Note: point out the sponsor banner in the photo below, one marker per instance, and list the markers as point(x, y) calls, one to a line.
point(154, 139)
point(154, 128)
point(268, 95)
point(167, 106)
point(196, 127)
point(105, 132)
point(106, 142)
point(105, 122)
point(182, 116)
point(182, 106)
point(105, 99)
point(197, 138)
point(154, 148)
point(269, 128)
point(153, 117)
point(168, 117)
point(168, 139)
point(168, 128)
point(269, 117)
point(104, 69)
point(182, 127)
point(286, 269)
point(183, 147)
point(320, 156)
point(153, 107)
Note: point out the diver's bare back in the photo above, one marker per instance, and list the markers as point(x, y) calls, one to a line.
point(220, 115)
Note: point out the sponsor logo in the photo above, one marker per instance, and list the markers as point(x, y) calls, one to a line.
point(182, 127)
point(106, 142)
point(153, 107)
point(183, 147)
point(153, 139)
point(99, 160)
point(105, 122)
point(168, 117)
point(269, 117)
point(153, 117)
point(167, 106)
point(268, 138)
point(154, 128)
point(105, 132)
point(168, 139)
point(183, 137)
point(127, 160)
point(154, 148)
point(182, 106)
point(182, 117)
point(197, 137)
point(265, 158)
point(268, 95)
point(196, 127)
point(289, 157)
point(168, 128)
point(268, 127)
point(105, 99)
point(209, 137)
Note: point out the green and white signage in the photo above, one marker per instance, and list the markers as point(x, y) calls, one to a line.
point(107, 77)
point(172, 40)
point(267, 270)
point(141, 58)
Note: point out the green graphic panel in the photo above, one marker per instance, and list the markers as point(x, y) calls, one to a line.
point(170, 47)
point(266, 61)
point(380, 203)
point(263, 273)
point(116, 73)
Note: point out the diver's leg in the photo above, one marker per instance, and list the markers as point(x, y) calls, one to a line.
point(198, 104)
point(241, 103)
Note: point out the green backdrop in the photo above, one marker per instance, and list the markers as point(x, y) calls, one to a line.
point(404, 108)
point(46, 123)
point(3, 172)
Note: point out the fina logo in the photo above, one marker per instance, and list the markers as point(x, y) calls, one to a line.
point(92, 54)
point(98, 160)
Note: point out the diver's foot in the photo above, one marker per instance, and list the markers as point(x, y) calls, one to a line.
-=-=-=-=-
Aim of the exercise - Would you reproduce, word for word, the lines from the one holding "Note: point out the fina" through the final line of the entries, both included?

Output for this exercise -
Note: point out the fina logo in the photo above, one marker per instance, and list the markers as point(x, y) calls, one to a line.
point(92, 54)
point(98, 160)
Note: point out the diver's foot in the photo above, one marker per instance, and list the markers as point(x, y) calls, one to a line.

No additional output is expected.